PROBLEM DETAILS
Scale the records from the line containing "Mark one point per instance of the red cinder" through the end of the records, both ends included, and give only those lines again, requests and all. Multiply every x and y coordinate in the answers by 1.55 and round each result to a whole number, rounding halves up.

==============================

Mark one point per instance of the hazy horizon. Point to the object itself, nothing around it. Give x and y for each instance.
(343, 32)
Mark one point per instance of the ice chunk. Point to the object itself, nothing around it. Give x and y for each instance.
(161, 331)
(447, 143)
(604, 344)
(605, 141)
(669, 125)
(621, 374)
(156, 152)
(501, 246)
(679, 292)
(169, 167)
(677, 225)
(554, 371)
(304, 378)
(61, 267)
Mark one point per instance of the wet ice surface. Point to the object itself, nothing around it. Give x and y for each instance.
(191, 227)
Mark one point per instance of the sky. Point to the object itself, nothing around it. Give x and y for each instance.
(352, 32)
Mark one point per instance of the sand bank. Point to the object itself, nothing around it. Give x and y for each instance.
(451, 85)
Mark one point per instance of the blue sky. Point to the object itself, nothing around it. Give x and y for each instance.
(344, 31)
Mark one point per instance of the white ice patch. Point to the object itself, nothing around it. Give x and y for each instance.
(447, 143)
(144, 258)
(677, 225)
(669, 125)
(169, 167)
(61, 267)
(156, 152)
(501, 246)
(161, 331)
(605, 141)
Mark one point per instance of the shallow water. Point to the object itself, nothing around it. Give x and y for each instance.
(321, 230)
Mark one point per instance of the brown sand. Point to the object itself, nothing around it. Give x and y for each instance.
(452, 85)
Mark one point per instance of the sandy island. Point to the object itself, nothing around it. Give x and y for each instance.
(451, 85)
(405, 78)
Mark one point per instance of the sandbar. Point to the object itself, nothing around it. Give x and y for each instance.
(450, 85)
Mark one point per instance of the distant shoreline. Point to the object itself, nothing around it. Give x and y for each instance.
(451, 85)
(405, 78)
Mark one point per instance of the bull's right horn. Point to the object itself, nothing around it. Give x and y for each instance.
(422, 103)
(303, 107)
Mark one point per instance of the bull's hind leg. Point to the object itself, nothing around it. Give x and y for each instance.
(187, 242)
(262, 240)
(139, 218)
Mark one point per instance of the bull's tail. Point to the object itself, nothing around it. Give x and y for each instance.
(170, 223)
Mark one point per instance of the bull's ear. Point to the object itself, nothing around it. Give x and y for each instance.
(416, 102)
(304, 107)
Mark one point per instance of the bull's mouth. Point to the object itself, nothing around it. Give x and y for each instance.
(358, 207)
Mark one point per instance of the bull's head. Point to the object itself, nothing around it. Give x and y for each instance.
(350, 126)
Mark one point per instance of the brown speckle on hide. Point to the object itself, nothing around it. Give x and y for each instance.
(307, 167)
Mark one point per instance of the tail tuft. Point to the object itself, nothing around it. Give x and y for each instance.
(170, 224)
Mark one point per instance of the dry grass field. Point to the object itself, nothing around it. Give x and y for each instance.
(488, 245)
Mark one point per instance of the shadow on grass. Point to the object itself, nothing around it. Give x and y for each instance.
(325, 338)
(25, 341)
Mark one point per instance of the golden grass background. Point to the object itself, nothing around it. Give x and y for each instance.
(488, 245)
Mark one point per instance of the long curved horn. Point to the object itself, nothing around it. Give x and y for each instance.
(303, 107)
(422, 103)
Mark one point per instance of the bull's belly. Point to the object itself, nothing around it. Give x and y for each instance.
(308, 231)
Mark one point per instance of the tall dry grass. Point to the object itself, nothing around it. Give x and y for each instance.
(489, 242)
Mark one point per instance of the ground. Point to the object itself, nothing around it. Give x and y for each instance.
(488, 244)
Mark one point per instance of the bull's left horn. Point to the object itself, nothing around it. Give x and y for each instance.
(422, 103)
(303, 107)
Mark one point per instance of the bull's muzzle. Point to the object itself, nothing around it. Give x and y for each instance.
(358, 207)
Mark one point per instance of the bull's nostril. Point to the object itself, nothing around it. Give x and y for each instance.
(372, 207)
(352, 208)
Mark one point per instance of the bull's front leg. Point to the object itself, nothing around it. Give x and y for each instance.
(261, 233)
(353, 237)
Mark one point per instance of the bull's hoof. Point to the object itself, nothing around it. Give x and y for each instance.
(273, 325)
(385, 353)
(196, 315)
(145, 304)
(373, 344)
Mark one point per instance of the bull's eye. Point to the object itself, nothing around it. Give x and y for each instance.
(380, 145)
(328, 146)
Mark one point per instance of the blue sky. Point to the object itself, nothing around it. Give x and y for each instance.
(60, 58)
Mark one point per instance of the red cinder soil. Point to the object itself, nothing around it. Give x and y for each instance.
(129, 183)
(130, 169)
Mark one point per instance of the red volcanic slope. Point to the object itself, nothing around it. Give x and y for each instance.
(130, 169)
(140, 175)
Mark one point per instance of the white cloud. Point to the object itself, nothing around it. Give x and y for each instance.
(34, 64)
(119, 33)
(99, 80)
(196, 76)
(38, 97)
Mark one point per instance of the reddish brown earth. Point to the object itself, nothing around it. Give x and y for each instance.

==============================

OUTPUT BELOW
Mark one point per instance of the red cinder soil. Point to the object itself, nothing around it. Give x and y for each instance.
(200, 284)
(202, 262)
Mark one point per instance of the red volcanic slope. Point to the object itself, nothing around it. Give x and y for each instance.
(202, 262)
(217, 271)
Mark one point per instance of the white cloud. Point to the object itself, nothing around it. Give x and y for each instance.
(53, 99)
(184, 51)
(153, 124)
(304, 118)
(59, 150)
Mark one point per instance of the reddish brown earth. Point to the object itself, nothing around it. Give x and y for each instance.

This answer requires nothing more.